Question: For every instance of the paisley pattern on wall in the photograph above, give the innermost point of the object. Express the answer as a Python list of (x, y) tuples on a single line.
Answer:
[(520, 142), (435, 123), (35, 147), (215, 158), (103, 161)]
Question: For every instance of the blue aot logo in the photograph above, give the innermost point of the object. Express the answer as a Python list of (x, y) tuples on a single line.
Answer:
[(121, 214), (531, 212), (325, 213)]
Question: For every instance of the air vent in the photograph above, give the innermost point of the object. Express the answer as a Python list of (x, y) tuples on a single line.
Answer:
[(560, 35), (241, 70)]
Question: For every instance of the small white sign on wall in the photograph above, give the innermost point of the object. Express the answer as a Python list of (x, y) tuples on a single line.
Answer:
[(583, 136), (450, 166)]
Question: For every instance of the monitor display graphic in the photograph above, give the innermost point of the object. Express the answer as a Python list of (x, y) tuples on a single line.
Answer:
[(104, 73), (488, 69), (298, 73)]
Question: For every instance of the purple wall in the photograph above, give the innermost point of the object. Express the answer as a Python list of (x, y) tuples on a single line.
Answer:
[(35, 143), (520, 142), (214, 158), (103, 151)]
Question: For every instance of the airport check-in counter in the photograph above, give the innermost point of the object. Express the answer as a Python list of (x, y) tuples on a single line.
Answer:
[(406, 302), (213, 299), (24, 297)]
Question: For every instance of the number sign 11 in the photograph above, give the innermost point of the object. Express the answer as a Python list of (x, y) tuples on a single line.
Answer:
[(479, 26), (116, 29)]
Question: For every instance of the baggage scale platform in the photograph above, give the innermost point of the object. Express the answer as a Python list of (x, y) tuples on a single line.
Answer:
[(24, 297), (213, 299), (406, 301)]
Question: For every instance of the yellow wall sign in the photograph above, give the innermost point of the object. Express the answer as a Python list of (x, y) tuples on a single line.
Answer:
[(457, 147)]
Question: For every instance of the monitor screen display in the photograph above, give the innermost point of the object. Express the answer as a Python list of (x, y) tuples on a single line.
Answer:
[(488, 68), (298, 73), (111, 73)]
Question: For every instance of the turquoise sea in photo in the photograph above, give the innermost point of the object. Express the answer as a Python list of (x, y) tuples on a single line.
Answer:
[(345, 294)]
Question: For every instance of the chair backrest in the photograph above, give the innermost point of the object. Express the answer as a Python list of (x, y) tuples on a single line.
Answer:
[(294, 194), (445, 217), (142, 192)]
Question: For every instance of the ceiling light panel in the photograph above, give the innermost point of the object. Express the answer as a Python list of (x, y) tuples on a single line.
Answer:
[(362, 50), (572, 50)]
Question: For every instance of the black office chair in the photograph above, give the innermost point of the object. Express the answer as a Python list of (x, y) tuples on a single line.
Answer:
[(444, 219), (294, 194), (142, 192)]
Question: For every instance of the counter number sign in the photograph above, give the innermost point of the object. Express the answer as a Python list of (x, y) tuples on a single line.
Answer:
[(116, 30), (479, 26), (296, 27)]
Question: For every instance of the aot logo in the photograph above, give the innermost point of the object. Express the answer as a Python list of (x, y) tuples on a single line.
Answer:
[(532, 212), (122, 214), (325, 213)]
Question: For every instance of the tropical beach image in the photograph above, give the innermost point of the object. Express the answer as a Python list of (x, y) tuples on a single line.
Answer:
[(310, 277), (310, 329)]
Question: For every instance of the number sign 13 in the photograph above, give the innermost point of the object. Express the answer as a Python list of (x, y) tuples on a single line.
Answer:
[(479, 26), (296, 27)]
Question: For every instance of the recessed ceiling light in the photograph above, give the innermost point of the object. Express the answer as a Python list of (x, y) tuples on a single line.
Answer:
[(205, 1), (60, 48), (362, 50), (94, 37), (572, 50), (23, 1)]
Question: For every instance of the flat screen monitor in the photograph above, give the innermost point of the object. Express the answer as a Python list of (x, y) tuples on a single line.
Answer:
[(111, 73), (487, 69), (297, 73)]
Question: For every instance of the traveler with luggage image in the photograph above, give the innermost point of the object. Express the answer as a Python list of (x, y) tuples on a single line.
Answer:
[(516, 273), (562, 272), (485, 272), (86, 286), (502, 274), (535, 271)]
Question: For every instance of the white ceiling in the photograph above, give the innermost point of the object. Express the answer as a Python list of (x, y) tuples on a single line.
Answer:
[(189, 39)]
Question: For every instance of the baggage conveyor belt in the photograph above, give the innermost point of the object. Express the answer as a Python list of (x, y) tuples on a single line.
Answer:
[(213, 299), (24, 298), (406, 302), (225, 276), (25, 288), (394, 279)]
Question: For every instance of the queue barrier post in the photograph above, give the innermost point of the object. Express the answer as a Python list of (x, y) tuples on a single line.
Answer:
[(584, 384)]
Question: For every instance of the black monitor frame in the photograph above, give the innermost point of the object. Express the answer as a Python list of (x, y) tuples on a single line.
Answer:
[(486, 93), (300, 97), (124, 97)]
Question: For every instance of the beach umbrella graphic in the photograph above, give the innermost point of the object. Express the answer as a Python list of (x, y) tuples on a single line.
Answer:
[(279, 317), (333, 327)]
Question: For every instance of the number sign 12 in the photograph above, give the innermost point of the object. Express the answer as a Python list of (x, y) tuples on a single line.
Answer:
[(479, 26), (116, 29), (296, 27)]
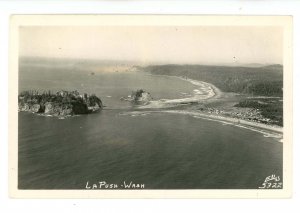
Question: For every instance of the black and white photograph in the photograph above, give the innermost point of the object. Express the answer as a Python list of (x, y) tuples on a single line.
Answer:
[(151, 104)]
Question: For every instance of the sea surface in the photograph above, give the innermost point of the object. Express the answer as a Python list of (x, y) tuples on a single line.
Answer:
[(160, 150)]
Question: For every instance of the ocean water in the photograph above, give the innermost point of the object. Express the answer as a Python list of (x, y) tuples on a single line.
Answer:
[(159, 150)]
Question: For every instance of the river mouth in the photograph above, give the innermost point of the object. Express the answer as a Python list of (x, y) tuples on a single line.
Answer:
[(124, 142)]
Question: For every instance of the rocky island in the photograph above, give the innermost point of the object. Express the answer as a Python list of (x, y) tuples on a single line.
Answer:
[(61, 104), (139, 96)]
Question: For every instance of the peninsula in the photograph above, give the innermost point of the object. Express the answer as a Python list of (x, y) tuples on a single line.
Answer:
[(60, 104)]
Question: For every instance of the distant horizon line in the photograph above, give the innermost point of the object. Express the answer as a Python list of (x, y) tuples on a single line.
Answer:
[(259, 64)]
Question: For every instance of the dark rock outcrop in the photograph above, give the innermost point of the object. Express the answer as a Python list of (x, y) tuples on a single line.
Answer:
[(139, 97), (63, 103)]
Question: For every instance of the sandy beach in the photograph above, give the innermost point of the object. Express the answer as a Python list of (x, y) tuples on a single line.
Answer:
[(206, 92)]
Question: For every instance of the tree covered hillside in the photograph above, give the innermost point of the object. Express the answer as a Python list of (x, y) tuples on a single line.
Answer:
[(264, 81)]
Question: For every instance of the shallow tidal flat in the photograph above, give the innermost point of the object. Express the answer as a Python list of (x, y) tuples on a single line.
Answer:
[(161, 150)]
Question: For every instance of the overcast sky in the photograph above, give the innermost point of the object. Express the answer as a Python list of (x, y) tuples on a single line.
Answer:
[(197, 45)]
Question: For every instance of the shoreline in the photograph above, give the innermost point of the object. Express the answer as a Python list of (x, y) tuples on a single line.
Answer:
[(214, 93), (266, 130), (205, 91)]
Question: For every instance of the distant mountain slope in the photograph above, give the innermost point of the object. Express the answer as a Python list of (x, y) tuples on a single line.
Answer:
[(265, 81)]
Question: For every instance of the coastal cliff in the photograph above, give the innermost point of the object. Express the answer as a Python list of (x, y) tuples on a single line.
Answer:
[(62, 103)]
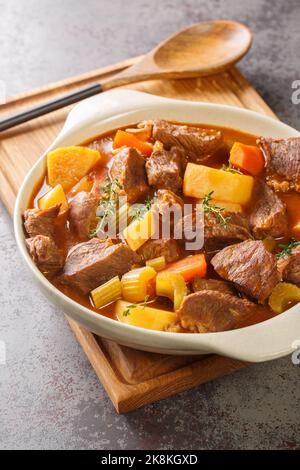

= = = =

## [Exercise requirements]
For every line above that holds the string "white", add one to a count; give that count alone.

## [Exercise answer]
3